__Stated task__:
Render the lines below as a JSON list of strings, with one string for each line. Omit blank lines and the pictures.

═══ Data provided

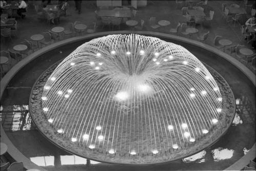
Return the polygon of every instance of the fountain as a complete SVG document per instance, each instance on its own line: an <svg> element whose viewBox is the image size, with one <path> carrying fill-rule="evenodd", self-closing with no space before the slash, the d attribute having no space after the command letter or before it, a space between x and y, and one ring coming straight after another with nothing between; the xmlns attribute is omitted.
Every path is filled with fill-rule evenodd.
<svg viewBox="0 0 256 171"><path fill-rule="evenodd" d="M231 122L226 82L180 46L111 35L84 43L59 63L34 85L30 113L51 141L79 156L126 164L167 162L209 146Z"/></svg>

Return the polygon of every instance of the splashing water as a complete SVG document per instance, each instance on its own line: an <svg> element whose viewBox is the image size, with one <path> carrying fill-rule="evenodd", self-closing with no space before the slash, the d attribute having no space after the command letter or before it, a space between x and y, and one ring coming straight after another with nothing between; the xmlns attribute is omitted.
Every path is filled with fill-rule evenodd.
<svg viewBox="0 0 256 171"><path fill-rule="evenodd" d="M222 106L217 83L195 56L136 34L80 46L52 73L42 97L56 131L110 155L157 155L196 143L218 124Z"/></svg>

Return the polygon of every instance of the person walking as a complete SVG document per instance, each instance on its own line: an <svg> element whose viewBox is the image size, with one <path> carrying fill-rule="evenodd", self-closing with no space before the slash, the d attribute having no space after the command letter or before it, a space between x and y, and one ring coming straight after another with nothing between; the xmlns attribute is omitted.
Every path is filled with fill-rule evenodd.
<svg viewBox="0 0 256 171"><path fill-rule="evenodd" d="M81 14L81 6L82 5L82 1L75 1L76 4L76 10L78 10L78 14Z"/></svg>

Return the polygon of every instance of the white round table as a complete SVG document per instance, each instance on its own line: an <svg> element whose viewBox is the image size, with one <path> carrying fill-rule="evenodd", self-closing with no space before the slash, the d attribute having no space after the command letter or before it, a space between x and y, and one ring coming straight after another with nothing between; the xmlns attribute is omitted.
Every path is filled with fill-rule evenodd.
<svg viewBox="0 0 256 171"><path fill-rule="evenodd" d="M36 41L37 42L37 47L39 47L39 41L42 40L45 38L45 36L43 35L37 34L34 34L30 37L30 39L32 40Z"/></svg>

══════

__Correct output__:
[
  "Return the polygon of every instance of the fountain as a complete SVG document per instance, each instance on its own line: an <svg> element whose viewBox is the image size, with one <path> carrying fill-rule=\"evenodd\", self-closing with no space before the slash, the d attribute having no space after the command letter or before it, a space between x and y, and one ring coming straight after another with nothing between; the xmlns attribute is omitted.",
  "Every path is filled with fill-rule evenodd.",
  "<svg viewBox=\"0 0 256 171\"><path fill-rule=\"evenodd\" d=\"M231 122L226 82L180 46L111 35L84 43L59 63L34 85L30 113L51 141L79 156L126 164L167 162L209 146Z\"/></svg>",
  "Return the polygon of every instance of the splashing water as a complete SVG document per instance, each instance on its own line: an <svg> element whose viewBox is the image size, with one <path> carrying fill-rule=\"evenodd\", self-closing with no space before the slash, the d attribute having no space after the command letter or before it, a space between x and y, and one ring coming straight after another with nothing between; the xmlns attribute is omitted.",
  "Every path is filled with fill-rule evenodd.",
  "<svg viewBox=\"0 0 256 171\"><path fill-rule=\"evenodd\" d=\"M222 106L217 83L195 56L136 34L80 46L52 73L42 97L56 131L110 155L157 155L196 143L218 124Z\"/></svg>",
  "Return the polygon of every instance of the person walking as a complete SVG document per instance, each instance on its own line: an <svg> element whose viewBox is the image size, with one <path> carrying fill-rule=\"evenodd\", self-closing with no space before the slash, the d attribute having no space after the command letter or before it, a space between x and y, and one ring coming straight after another with nothing between; the xmlns attribute is omitted.",
  "Every path is filled with fill-rule evenodd.",
  "<svg viewBox=\"0 0 256 171\"><path fill-rule=\"evenodd\" d=\"M81 14L81 6L82 5L82 1L75 1L76 4L76 10L78 10L78 14Z\"/></svg>",
  "Return the polygon of every instance of the white round table as a complete SVG document per instance, each instance on its own line: an <svg> element whose viewBox is the image size, with one <path> carrying fill-rule=\"evenodd\", self-closing with no space before the slash, the d attribute having no space after the command letter or before it, a space between x and y, and one ring coming straight after another with nothing between; the xmlns attribute is omitted.",
  "Every path is filled with fill-rule evenodd.",
  "<svg viewBox=\"0 0 256 171\"><path fill-rule=\"evenodd\" d=\"M36 41L37 42L37 47L39 47L39 41L42 40L45 38L45 36L43 35L37 34L34 34L30 37L30 39L32 40Z\"/></svg>"
]